- Challenge A
In the UX writing excerpt, what wording replaces "You made an error" so that it doesn't blame users?

--- Start Excerpted passage ---

5. Verify Improvements

Tests effectiveness:
  • Comprehension: Can users understand without context?
  • Actionability: Do users know what to do next?
  • Brevity: Is it as short as possible while remaining clear?
  • Consistency: Does it match terminology elsewhere?
  • Tone: Is it appropriate for the situation?

Key Principles

Good UX writing is invisible. Users should understand immediately without noticing the words.
Never:
  • Use jargon without explanation
  • Blame users (“You made an error” → “This field is required”)
  • Be vague (“Something went wrong” without explanation)
  • Use passive voice unnecessarily
  • Write overly long explanations
  • Use humor for errors (be empathetic)

--- End Excerpted passage ---
--- Start Input ---

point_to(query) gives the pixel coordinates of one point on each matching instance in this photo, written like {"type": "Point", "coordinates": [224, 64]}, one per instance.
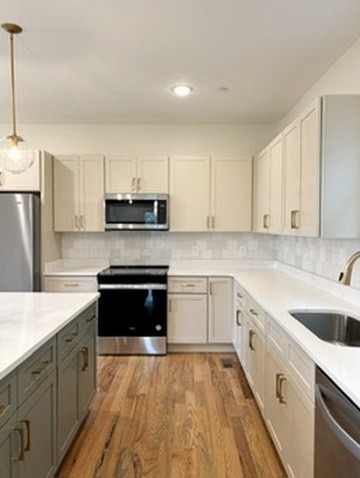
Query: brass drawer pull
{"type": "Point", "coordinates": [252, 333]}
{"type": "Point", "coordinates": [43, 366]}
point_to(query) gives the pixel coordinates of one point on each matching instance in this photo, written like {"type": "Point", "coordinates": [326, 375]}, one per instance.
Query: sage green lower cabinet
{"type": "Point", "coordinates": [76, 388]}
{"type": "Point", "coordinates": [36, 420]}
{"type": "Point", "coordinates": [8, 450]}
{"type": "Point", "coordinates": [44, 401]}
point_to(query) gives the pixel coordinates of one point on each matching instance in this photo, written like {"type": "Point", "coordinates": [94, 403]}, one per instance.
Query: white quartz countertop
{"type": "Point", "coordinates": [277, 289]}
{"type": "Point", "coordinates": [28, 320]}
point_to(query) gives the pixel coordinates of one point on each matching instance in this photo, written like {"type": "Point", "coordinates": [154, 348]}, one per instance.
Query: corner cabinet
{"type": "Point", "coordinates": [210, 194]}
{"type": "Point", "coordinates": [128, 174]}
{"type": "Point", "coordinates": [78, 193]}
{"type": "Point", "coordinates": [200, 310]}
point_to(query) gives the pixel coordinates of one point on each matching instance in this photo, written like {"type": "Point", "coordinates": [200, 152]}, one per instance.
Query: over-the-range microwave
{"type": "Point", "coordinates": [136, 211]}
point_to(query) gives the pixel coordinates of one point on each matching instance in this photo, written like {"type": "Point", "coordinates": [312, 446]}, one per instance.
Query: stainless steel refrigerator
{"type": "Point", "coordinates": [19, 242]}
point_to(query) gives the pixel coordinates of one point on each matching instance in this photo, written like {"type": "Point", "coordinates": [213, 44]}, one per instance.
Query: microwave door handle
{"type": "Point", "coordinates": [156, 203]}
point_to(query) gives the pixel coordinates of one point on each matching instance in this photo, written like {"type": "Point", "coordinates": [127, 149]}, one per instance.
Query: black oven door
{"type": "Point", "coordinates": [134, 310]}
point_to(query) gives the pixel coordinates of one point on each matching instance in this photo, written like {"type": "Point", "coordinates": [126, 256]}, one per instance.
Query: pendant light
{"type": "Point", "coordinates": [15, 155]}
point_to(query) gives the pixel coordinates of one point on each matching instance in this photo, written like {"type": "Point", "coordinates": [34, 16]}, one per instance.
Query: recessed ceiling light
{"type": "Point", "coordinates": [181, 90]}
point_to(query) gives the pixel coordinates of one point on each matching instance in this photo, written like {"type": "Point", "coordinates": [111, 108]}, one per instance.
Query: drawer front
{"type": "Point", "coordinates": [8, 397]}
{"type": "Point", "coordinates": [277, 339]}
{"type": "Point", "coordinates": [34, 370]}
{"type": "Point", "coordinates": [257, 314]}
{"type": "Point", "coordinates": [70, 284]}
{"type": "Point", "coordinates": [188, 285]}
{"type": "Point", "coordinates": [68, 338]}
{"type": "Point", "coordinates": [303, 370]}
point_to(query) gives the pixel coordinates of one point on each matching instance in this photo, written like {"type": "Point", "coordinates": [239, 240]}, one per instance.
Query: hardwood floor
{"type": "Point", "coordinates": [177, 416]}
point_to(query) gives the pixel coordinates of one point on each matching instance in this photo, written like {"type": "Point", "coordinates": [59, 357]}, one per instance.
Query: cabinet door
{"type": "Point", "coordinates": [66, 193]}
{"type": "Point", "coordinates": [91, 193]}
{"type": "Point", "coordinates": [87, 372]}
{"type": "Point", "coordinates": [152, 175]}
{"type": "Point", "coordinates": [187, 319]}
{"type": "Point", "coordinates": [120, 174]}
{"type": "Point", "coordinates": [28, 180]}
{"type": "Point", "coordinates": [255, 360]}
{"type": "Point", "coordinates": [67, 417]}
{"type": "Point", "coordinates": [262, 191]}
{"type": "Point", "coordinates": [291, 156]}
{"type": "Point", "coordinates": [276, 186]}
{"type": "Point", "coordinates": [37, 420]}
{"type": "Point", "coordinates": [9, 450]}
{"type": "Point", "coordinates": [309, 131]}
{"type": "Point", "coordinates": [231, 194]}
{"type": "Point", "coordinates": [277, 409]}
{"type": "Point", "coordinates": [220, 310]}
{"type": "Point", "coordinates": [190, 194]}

--- End Input ---

- Challenge B
How many lines in the entries contain the string "drawer"? Reply with the number only.

- Response A
"This field is required"

- Response B
2